* begin TEXT SECTION *
# Making essential oils



## soapypsychic (Sep 8, 2012)

I have recently picked up making essential oils through the enfleurage method. Does anyone else do this? How long does it take? 

I am currently making mint essential oil by soaking mint leaves in olive oil, would it work that way?


----------



## lsg (Sep 8, 2012)

I think what you are making is called an infusion.  It will not be an essential oil.


----------



## Hazel (Sep 8, 2012)

You can produce essential oil by the enfleurage method; however, it's very time consuming. It can also be expensive if you don't grow the flowers yourself. For example, if you grow roses, chamomile, honeysuckle or jasmine then you could pick them and use them for this process. You could probably use some herbs, too. But it could be cost prohibitive if you have to buy the flowers or herbs. You'd also have to be careful about storing it because the fat used could go rancid. 

Did you have a particular flower or herb in mind which you wanted to try?


----------



## soapypsychic (Sep 8, 2012)

Hi lsg, an infusion is fine too I guess, people do make their oils less concentrated with carrier oil.



			
				Hazel said:
			
		

> You can produce essential oil by the enfleurage method; however, it's very time consuming. It can also be expensive if you don't grow the flowers yourself. For example, if you grow roses, chamomile, honeysuckle or jasmine then you could pick them and use them for this process. You could probably use some herbs, too. But it could be cost prohibitive if you have to buy the flowers or herbs. You'd also have to be careful about storing it because the fat used could go rancid.
> 
> Did you have a particular flower or herb in mind which you wanted to try?



I wanted to try fruits actually, I heard that one can extract the smells from orange and apple skins. I even thought i'd try peaches too.


----------



## Hazel (Sep 8, 2012)

I don't know how well that would work unless the skins were dehydrated. I think they'd get moldy before the scent was absorbed if there was any moisture. It's an interesting experiment. You'll have to let us know how it turns out. Good luck!
* end TEXT SECTION *
* _WHAT TO PRODUCE_
In the forum thread on making essential oils, why does Hazel doubt that extracting scent from fruit skins would work unless the skins were dehydrated? Answer in one to three sentences. Rely only on the text when answering.
* begin SUPPLIED RECORDS *
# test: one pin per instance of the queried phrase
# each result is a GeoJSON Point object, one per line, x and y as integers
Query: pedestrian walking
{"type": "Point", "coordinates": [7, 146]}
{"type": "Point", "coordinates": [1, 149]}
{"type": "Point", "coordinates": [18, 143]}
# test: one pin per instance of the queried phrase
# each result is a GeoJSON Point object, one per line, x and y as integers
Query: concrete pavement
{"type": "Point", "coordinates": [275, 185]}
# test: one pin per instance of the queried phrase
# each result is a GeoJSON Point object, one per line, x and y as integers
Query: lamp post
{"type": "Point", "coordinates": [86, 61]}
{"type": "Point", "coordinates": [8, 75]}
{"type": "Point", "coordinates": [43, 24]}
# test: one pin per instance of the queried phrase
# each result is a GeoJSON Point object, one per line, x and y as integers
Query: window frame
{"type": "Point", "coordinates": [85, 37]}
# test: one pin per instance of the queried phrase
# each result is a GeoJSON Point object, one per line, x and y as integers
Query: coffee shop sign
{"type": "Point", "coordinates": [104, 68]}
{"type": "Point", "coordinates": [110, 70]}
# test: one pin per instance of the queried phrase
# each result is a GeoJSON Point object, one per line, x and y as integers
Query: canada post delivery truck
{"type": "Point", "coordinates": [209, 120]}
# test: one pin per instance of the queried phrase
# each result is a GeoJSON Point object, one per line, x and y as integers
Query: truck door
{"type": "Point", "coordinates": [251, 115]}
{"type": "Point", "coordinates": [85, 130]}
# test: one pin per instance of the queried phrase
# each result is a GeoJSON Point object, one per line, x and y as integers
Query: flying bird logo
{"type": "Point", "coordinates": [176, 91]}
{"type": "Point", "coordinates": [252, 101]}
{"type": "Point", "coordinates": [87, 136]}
* end SUPPLIED RECORDS *
* _TASK OUTPUT_
Hazel thinks that if the skins held any moisture, they would get moldy before their scent was absorbed.